**What you need to do**
Reproduce the following items word for word, starting with the line that contains "where the forest" and ending with the line that contains "0, 125, 428, 240", with both of those lines included.
___ Stored records ___
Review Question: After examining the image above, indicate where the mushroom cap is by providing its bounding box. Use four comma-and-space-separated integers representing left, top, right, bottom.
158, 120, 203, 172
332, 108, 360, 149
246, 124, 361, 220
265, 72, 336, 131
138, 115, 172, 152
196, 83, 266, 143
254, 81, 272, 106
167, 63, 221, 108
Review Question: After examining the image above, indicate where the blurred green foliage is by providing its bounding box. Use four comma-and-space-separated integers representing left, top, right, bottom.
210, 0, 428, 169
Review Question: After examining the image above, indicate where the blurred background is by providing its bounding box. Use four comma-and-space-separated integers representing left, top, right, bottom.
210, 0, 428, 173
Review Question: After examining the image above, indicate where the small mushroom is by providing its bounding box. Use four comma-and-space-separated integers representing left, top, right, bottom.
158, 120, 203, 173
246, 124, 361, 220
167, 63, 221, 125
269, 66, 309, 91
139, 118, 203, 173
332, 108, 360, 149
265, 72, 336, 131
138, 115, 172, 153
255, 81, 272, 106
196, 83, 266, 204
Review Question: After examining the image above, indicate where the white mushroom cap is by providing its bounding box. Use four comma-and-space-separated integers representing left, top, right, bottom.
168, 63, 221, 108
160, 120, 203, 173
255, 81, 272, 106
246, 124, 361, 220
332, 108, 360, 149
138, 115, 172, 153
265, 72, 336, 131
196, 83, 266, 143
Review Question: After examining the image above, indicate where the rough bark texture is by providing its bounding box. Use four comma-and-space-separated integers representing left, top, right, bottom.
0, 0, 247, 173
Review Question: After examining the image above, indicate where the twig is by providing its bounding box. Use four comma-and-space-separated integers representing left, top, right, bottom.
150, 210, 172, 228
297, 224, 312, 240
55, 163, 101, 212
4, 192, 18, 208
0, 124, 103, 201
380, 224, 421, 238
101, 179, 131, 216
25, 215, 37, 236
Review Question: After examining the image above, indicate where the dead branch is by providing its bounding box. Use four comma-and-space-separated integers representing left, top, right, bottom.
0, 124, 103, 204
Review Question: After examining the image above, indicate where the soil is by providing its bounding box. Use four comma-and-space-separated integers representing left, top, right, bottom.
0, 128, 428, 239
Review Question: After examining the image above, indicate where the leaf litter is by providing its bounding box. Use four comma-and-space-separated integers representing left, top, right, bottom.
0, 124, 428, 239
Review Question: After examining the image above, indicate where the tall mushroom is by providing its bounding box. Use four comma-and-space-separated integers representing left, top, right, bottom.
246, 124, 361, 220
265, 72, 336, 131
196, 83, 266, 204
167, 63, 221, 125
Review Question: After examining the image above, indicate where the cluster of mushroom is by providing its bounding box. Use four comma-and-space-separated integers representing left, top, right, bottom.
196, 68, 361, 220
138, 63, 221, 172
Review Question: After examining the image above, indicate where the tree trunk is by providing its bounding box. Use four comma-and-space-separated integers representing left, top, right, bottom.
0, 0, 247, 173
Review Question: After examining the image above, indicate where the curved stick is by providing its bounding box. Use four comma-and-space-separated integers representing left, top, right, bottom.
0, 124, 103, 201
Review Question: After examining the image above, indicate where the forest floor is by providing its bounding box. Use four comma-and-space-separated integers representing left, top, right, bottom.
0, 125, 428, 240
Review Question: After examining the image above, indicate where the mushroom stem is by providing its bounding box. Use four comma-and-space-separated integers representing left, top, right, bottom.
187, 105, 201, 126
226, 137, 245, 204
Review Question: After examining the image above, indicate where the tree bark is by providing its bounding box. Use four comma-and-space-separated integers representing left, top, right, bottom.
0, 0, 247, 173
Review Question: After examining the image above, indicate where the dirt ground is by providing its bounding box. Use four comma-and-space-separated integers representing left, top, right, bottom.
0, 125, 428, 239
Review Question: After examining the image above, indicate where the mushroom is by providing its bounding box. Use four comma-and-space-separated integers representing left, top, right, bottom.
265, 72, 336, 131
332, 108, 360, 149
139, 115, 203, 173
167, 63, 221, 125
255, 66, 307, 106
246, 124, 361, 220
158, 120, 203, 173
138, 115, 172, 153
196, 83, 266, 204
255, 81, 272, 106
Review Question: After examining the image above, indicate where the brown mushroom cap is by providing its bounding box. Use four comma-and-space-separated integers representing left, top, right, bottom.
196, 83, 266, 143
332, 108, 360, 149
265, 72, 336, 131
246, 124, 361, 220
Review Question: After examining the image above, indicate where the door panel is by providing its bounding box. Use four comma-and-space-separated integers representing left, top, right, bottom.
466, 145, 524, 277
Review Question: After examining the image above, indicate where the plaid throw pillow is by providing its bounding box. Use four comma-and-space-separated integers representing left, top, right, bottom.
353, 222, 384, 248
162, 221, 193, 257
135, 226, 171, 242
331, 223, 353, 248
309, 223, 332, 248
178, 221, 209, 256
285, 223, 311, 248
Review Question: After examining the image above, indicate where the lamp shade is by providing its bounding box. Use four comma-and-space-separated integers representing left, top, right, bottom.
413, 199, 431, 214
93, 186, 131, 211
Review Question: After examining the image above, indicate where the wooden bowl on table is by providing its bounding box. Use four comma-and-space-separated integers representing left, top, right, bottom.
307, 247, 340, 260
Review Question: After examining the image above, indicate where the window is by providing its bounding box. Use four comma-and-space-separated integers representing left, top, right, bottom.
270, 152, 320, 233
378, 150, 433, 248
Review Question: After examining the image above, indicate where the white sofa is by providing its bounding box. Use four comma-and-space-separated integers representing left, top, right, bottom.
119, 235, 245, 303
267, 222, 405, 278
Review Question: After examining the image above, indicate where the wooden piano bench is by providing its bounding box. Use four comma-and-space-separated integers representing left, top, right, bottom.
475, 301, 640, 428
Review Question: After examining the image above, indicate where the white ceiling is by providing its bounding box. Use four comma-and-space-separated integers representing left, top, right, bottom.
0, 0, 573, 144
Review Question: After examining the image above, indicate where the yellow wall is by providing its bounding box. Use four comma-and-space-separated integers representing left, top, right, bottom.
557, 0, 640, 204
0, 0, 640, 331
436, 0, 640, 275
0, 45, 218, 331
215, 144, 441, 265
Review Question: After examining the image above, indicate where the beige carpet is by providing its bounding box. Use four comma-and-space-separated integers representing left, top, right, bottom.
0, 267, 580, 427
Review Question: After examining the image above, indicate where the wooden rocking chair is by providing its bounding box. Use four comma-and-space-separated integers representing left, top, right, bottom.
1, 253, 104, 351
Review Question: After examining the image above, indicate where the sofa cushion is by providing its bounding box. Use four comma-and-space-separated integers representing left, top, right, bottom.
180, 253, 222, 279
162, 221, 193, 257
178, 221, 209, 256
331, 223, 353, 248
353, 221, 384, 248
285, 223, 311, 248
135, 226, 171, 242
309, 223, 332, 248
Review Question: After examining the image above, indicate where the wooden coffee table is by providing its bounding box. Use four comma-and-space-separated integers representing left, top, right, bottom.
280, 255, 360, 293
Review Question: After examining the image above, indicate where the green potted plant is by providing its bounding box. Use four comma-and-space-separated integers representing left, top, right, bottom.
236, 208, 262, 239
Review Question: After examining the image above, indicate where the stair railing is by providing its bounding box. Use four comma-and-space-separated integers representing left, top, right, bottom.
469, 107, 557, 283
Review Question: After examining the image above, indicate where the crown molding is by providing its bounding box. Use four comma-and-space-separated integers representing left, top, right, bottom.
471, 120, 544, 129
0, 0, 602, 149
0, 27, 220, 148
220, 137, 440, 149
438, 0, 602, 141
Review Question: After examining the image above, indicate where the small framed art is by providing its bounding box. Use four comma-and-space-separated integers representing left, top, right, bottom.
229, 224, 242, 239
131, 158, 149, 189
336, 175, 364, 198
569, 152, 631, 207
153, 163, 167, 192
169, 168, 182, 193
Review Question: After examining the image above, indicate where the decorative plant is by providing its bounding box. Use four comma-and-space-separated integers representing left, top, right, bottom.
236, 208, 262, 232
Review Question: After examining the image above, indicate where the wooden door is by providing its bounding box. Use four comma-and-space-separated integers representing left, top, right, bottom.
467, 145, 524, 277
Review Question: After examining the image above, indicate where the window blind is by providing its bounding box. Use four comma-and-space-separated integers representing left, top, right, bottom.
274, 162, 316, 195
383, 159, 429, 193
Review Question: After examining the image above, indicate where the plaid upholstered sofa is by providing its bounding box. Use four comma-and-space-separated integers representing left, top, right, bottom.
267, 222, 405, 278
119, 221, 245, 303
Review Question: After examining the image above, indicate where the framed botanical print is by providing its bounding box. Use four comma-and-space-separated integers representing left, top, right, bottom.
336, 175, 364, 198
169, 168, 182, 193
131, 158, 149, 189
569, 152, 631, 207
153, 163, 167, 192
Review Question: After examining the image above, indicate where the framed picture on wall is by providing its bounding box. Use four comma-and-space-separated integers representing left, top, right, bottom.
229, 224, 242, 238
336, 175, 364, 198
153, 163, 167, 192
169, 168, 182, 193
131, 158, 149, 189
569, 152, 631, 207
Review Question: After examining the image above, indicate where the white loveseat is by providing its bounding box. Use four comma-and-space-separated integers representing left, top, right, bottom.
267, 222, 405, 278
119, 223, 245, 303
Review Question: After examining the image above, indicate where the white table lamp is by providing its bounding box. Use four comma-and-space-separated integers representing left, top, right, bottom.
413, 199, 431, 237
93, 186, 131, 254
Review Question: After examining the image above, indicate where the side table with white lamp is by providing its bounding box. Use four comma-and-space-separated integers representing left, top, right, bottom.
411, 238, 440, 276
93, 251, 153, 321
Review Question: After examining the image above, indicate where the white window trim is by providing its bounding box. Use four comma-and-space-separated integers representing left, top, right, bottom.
___
**Written response**
Review Question: After examining the image above, indicate where the forest floor is by providing its bounding box. Use four comma-and-space-separated integers representing left, top, right, bottom.
0, 125, 428, 240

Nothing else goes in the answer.